___ TRECHO APRESENTADO ___

O segundo parágrafo traz em si a expressão “regras tácitas”, que significa:
Marginalzinho: a socialização de uma elite vazia e covarde
Parada em um sinal de trânsito, uma cena capturou minha atenção
e me fez pensar como, ao longo da vida,
a segregação da sociedade brasileira nos bestializa.
por Rosana Pinheiro-Machado — publicado 27/01/2015 15:08,
última modificação 27/01/2015 15:44
Era a largada de duas escolas que estavam situadas uma do lado da
outra, separadas por um muro altíssimo de uma delas. Da escola pública
saíam crianças correndo, brincando e falando alto. A maioria estava desacompanhada e dirigia-se ao ponto de ônibus da grande avenida, que terminaria nas periferias. Era uma massa escura, especialmente quando contrastada com a massa mais clara que saía da escola particular do lado: crianças
brancas, de mãos dadas com os pais, babás ou seguranças, caminhando duramente em direção à fila de caminhonetes. Lado a lado, os dois grupos não
se misturavam. Cada um sabia exatamente seu lugar. Desde muito pequenas, aquelas crianças tinham literalmente incorporado a segregação à brasileira, que se caracteriza pela mistura única entre o sistema de apartheid racial e o de castas de classes. Os corpos domesticados revelavam o triste processo de socialização ao desprezo, que tende a só piorar na vida adulta.

___

▸ COMANDO 1:
No texto sobre a saída das duas escolas, para onde se dirigia a maioria das crianças que saíam da escola pública?
▸ COMANDO 2:
Enumere todas as pessoas que, conforme o texto sobre a saída das duas escolas, acompanhavam as crianças da escola particular.
▸ COMANDO 3:
Prossiga a redação do texto sobre a saída das duas escolas a partir de sua última frase.

___ DADOS DISPONÍVEIS ___

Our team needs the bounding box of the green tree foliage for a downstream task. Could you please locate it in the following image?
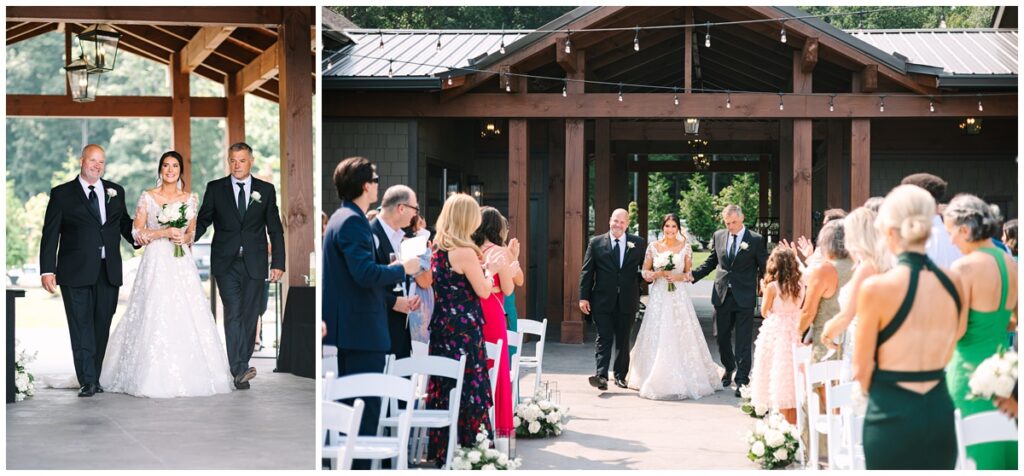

___

▸ RESULTADO 1:
Ao ponto de ônibus da grande avenida.

▸ RESULTADO 2:
Pais, babás e seguranças.

▸ RESULTADO 3:
Mas eis que, de repente, um menino negro, magro e sorridente, ousou
subverter as regras tácitas. Brincando de correr em ziguezague, ele “invadiu”
a área branca e se esbarrou num menino que, imediatamente, se agarrou
desesperadamente no braço da mulher que lhe buscara. Foi um reflexo automático do medo. O menino “invasor” fez um gesto de desculpas – algo como “foi mal” -, e voltou a correr entre os seus, enquanto que a outra criança
seguia petrificada.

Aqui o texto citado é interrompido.